* _EXTRACT_:
Over on the Men’s Rights subreddit, elegantchorus has provided the definitive mansplaination as to why the apparent sexism in the tech world isn’t really sexism.
He starts by addressing one recent controversy: the lack of any female presenters at a press event for Sony’s Playstation 4. Sexism — or just the whimsical finger of fate?
Sony not having female presenters at its console announcement because Sony doesn’t have any female executives, MIGHT be sexist, but its more just coincidence … .
What a strange coincidence that is! Sort of like, I don’t know if you’ve ever noticed this, but all the popes so far have been men. Weird! What are the odds? Anyway:
[T]here is certainly great examples of women in leading positions in important tech companies. Marissa Mayer of Yahoo comes immediately to mind.
That certainly is great examples!
Yet people spent a lot of time talking about how sexist the Sony conference was, while giving relatively few props to women who have actually succeeded, I actually think that’s more sexist than anything the IT industry can conjure.
Yeah. I mean, Kotaku ran an actual article about that Sony thing. Yet where — WHERE!!!? — are the articles about Marissa Mayer, or about that Sheryl chick from Facebook. What’s her last name?
Sheryl Sandberg! That’s right. I wonder how Google knew that. I mean, it’s not like she gets much press coverage. Oh well. Kudos to the male programmers at Google for figuring out which Sheryl I meant!

* _ITEMS_:
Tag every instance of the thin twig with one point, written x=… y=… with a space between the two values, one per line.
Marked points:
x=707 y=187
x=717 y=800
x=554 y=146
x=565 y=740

* _REQUIRED TASK_: In the text on sexism in the tech world, which event drew criticism for having no female presenters?

* _PROBLEM SOLUTION_: Sony's press event for the Playstation 4 drew that criticism.